[Texto]
***
Passados os ânimos, acudido o senhor, cada um dirigido-se para seu destino a Peste estava lá novamente.
Há um mal-estar que assola a civilização, diz Freud em um dos seus mais belos textos. Mal-estar que provém do mais difícil dos desafios que é viver com o outro. Outro que aponta limites, que não se aceita como objeto, que não atende a nossos desejos. É justamente quando nos damos conta da existência de um outro que vivenciamos o desamparo. E ele estava lá estampado no casal de velhinhos, pobres, adoecidos na estação de trem. 
Diante da impossibilidade de se encontrar asseguramento a quem atribuímos esta função, ou numa outra leitura, a quem foi atribuída esta função, instaura-se a raiva. 
E o amor que vinha como pedido reverte-se em ódio por não encontrar correspondência. E busca alvos. Alvos por vezes tão frágeis quanto os velhinhos pois também são tocados por um tanto de mal-estar.
É disso que trata a Psicanálise. Todos que viveram a cena, se envolveram ou não por ela sofrem de alguma forma. Embora os holofotes tenham lançado suas luzes no casal de velhinhos, cada um, naquele momento, foi tocado pelo mal-estar de uma forma diferente. Marca única que nos faz ser tão singulares ainda que num mesmo evento.
***
[Registros fornecidos]
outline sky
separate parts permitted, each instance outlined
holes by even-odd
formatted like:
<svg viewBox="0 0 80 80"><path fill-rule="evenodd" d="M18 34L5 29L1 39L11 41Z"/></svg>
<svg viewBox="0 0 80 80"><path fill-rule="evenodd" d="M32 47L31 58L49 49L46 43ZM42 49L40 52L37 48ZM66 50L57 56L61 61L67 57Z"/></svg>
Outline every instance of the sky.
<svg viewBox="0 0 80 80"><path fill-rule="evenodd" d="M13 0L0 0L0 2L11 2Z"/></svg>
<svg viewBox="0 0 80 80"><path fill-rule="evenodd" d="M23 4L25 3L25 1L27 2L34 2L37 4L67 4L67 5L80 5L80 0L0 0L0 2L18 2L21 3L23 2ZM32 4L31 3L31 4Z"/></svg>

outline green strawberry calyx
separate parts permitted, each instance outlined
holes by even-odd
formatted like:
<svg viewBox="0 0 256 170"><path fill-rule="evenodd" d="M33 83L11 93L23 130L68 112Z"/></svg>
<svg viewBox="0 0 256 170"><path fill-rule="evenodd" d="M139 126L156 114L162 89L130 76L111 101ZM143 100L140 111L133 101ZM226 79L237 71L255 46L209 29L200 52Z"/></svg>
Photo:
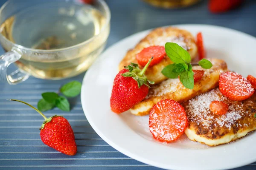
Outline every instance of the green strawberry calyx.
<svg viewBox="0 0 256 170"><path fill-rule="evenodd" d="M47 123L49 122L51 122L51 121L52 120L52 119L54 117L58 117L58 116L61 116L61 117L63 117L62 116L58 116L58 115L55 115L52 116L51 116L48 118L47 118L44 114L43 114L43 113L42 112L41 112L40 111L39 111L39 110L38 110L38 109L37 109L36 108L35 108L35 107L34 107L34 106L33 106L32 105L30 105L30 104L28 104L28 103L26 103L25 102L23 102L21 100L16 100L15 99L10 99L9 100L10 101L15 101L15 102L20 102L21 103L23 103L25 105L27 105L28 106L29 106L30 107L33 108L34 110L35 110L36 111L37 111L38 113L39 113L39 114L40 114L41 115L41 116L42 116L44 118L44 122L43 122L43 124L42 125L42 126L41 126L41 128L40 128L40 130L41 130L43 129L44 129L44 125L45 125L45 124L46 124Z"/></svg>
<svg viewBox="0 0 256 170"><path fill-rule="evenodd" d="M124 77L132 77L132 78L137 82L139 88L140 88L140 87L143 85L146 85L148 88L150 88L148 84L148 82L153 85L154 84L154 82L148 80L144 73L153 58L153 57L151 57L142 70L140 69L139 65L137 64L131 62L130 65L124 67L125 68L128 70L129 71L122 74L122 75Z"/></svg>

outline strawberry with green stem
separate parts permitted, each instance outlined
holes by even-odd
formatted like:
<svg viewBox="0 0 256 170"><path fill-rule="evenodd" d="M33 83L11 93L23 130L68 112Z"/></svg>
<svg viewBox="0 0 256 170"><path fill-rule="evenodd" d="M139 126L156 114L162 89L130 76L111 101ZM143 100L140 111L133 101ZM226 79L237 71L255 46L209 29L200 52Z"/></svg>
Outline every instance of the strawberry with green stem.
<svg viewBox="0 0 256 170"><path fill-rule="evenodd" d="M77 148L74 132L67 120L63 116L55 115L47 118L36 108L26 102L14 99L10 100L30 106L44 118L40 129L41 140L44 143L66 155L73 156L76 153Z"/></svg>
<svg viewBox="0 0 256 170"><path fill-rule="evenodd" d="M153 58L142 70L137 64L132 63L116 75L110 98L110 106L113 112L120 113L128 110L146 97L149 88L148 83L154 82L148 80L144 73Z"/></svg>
***
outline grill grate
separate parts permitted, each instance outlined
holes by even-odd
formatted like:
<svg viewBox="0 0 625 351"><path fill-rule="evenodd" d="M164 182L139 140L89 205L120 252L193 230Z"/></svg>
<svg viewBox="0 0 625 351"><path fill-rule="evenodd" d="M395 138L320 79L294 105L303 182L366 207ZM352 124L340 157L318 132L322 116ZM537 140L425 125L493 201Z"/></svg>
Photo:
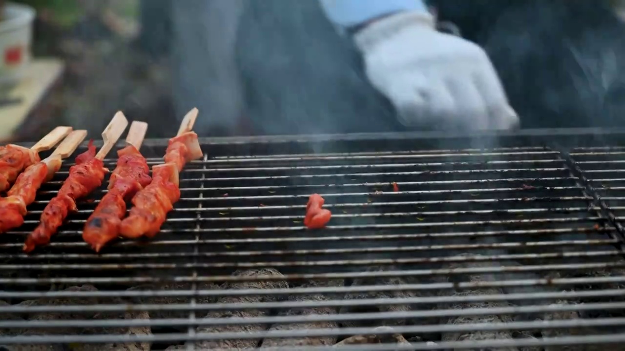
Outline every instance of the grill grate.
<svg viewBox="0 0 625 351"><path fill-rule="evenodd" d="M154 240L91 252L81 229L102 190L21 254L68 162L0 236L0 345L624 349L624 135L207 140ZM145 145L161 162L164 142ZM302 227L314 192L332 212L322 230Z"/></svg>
***
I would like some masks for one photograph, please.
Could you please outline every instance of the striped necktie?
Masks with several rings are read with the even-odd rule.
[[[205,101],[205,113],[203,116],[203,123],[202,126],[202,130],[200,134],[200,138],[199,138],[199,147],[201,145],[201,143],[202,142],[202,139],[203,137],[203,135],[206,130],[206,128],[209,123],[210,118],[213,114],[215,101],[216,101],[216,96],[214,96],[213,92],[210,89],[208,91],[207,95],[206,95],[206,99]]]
***
[Objetivo] No texto sobre o mal-estar, localize a frase que descreve o outro com quem é difícil viver e enumere todas as características atribuídas a ele.

[Resposta]
- aponta limites
- não se aceita como objeto
- não atende a nossos desejos